##### DATA

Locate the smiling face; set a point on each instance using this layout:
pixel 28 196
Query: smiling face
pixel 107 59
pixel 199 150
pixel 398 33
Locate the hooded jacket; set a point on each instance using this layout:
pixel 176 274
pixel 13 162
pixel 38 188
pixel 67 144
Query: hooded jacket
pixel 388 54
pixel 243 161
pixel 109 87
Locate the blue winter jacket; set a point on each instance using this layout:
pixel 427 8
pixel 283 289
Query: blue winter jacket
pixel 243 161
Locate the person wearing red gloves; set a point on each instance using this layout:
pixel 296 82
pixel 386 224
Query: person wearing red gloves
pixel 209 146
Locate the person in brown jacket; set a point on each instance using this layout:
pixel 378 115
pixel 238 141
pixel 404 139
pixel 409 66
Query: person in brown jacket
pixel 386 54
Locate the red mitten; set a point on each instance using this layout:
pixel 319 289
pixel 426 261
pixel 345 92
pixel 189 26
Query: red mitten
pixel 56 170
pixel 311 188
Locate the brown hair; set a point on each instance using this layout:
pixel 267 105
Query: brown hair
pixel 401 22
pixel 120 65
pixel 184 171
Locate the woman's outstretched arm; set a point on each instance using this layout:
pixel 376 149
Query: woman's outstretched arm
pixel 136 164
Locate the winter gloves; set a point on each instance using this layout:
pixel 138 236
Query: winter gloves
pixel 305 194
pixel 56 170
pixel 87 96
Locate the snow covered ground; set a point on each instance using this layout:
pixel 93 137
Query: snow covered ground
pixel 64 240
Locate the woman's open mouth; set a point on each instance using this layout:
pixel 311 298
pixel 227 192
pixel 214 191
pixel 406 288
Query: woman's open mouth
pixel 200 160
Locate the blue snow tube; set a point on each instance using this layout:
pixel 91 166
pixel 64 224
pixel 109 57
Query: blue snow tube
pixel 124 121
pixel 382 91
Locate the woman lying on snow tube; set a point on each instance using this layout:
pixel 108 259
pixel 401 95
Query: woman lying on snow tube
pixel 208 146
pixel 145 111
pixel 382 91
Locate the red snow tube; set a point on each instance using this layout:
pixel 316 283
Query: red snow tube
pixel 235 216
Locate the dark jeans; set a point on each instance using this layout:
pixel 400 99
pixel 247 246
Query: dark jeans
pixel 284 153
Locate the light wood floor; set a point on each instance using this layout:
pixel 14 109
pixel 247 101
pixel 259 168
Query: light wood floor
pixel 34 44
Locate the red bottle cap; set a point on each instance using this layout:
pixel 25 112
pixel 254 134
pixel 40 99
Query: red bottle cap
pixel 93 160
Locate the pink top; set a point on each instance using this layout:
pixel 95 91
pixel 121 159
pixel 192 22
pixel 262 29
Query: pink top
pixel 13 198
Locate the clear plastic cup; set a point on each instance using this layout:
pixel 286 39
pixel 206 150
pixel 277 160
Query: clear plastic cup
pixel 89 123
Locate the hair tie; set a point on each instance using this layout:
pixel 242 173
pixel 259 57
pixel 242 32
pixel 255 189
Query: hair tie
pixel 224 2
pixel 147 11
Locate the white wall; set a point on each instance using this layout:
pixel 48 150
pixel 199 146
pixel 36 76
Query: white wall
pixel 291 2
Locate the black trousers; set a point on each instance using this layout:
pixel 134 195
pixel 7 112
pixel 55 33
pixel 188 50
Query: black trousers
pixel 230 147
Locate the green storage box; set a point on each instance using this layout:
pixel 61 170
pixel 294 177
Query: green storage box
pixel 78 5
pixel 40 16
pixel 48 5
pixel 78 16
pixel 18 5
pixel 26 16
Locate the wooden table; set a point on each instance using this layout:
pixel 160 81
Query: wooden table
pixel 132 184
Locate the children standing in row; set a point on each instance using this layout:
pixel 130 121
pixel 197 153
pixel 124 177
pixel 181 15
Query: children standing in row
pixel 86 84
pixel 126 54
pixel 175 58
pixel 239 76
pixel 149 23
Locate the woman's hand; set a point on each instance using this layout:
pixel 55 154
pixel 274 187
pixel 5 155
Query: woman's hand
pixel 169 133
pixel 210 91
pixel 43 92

##########

**DIRECTIONS**:
Render all the rows above as a Markdown table with the columns No. and Text, putting each line's number under No. and the line itself under Text. Leave out blank lines.

**TASK ANSWER**:
| No. | Text |
|---|---|
| 1 | Locate the smiling face; set a point on each instance using this layout: |
| 2 | pixel 28 196 |
| 3 | Query: smiling face |
| 4 | pixel 107 59 |
| 5 | pixel 199 150 |
| 6 | pixel 398 33 |
| 7 | Locate the hooded jacket; set a point on each instance using this layout: |
| 8 | pixel 176 274 |
| 9 | pixel 13 162 |
| 10 | pixel 38 188 |
| 11 | pixel 67 144 |
| 12 | Query: hooded jacket |
| 13 | pixel 388 54 |
| 14 | pixel 243 161 |
| 15 | pixel 109 87 |
| 16 | Locate the blue winter jacket; set a point on each instance using this layout: |
| 17 | pixel 427 8 |
| 18 | pixel 283 289 |
| 19 | Query: blue winter jacket |
| 20 | pixel 243 161 |
| 21 | Locate the person wearing red gloves; set a point on each instance using this layout: |
| 22 | pixel 296 82 |
| 23 | pixel 386 224 |
| 24 | Query: person wearing red gloves |
| 25 | pixel 209 146 |
| 26 | Locate the person in brown jacket; set a point on each instance using this layout: |
| 27 | pixel 378 115 |
| 28 | pixel 238 141 |
| 29 | pixel 404 139 |
| 30 | pixel 409 66 |
| 31 | Query: person in brown jacket |
| 32 | pixel 386 54 |
| 33 | Locate the red mitten; set a point on each instance using this layout: |
| 34 | pixel 319 289 |
| 35 | pixel 426 261 |
| 36 | pixel 345 92 |
| 37 | pixel 189 26 |
| 38 | Query: red mitten |
| 39 | pixel 56 170 |
| 40 | pixel 311 188 |
| 41 | Locate the brown hair; set a point on each instance using this layout: |
| 42 | pixel 267 105 |
| 43 | Query: brown hair |
| 44 | pixel 401 22 |
| 45 | pixel 120 65 |
| 46 | pixel 184 171 |
| 47 | Locate the woman's outstretched arm; set a point on each instance using this layout: |
| 48 | pixel 376 149 |
| 49 | Query: woman's outstretched arm |
| 50 | pixel 136 164 |
| 51 | Locate the winter gloves; set a point on each instance using this layout: |
| 52 | pixel 138 236 |
| 53 | Query: winter gloves |
| 54 | pixel 305 194 |
| 55 | pixel 56 170 |
| 56 | pixel 87 96 |
| 57 | Locate the snow covered ground; set a point on each instance using this layout: |
| 58 | pixel 93 137 |
| 59 | Query: snow covered ground |
| 60 | pixel 64 240 |
| 61 | Locate the woman's open mouth; set a point on each instance using this layout: |
| 62 | pixel 311 298 |
| 63 | pixel 227 192 |
| 64 | pixel 214 191 |
| 65 | pixel 406 288 |
| 66 | Query: woman's open mouth |
| 67 | pixel 200 160 |
| 68 | Locate the blue snow tube; set a point on each instance using this layout: |
| 69 | pixel 91 166 |
| 70 | pixel 64 224 |
| 71 | pixel 109 57 |
| 72 | Query: blue snow tube |
| 73 | pixel 124 121 |
| 74 | pixel 382 91 |
| 75 | Locate the woman lying on snow tube; set a point on each instance using this layout: |
| 76 | pixel 108 259 |
| 77 | pixel 401 95 |
| 78 | Query: woman lying on snow tube |
| 79 | pixel 208 146 |
| 80 | pixel 145 111 |
| 81 | pixel 382 91 |
| 82 | Locate the red snow tube; set a point on each instance using this layout: |
| 83 | pixel 316 283 |
| 84 | Query: red snow tube |
| 85 | pixel 235 216 |
| 86 | Locate the dark jeans; set a point on each instance using this layout: |
| 87 | pixel 400 99 |
| 88 | pixel 247 246 |
| 89 | Query: dark jeans |
| 90 | pixel 284 153 |
| 91 | Locate the light wood floor; set a point on each instance using this layout: |
| 92 | pixel 14 109 |
| 93 | pixel 247 101 |
| 94 | pixel 259 168 |
| 95 | Query: light wood floor |
| 96 | pixel 34 44 |
| 97 | Locate the red bottle cap; set a point on each instance using this layout: |
| 98 | pixel 25 112 |
| 99 | pixel 254 134 |
| 100 | pixel 40 99 |
| 101 | Query: red bottle cap |
| 102 | pixel 93 160 |
| 103 | Locate the pink top; set a point on each instance using this layout: |
| 104 | pixel 95 91 |
| 105 | pixel 121 159 |
| 106 | pixel 192 22 |
| 107 | pixel 262 29 |
| 108 | Query: pink top |
| 109 | pixel 13 198 |
| 110 | Locate the clear plastic cup; set a point on each instance using this layout: |
| 111 | pixel 286 39 |
| 112 | pixel 206 150 |
| 113 | pixel 277 160 |
| 114 | Query: clear plastic cup |
| 115 | pixel 89 123 |
| 116 | Locate the hair tie; set a point on each instance using this layout: |
| 117 | pixel 242 173 |
| 118 | pixel 259 57 |
| 119 | pixel 242 32 |
| 120 | pixel 255 189 |
| 121 | Query: hair tie |
| 122 | pixel 224 2 |
| 123 | pixel 147 11 |
| 124 | Locate the white wall; set a point on each instance using this layout: |
| 125 | pixel 48 150 |
| 126 | pixel 199 146 |
| 127 | pixel 36 76 |
| 128 | Query: white wall |
| 129 | pixel 291 2 |
| 130 | Locate the black trousers; set a point on each instance using this layout: |
| 131 | pixel 134 195 |
| 132 | pixel 7 112 |
| 133 | pixel 55 33 |
| 134 | pixel 188 50 |
| 135 | Query: black trousers |
| 136 | pixel 230 147 |
| 137 | Locate the green storage box; set a point on each instance using this layout: |
| 138 | pixel 61 170 |
| 139 | pixel 294 177 |
| 140 | Query: green storage box |
| 141 | pixel 78 5 |
| 142 | pixel 40 16 |
| 143 | pixel 48 5 |
| 144 | pixel 78 16 |
| 145 | pixel 18 5 |
| 146 | pixel 26 16 |
| 147 | Locate the wooden table; set a point on each instance using this layout: |
| 148 | pixel 160 81 |
| 149 | Query: wooden table |
| 150 | pixel 132 184 |
| 151 | Locate the children standing in row; set a point on each instance using this layout: |
| 152 | pixel 130 121 |
| 153 | pixel 197 153 |
| 154 | pixel 124 177 |
| 155 | pixel 181 15 |
| 156 | Query: children standing in row |
| 157 | pixel 86 84 |
| 158 | pixel 126 54 |
| 159 | pixel 175 58 |
| 160 | pixel 239 76 |
| 161 | pixel 149 23 |
| 162 | Locate the woman's hand; set a point on each instance using this layout: |
| 163 | pixel 55 154 |
| 164 | pixel 274 187 |
| 165 | pixel 5 155 |
| 166 | Query: woman's hand |
| 167 | pixel 169 133 |
| 168 | pixel 210 91 |
| 169 | pixel 43 92 |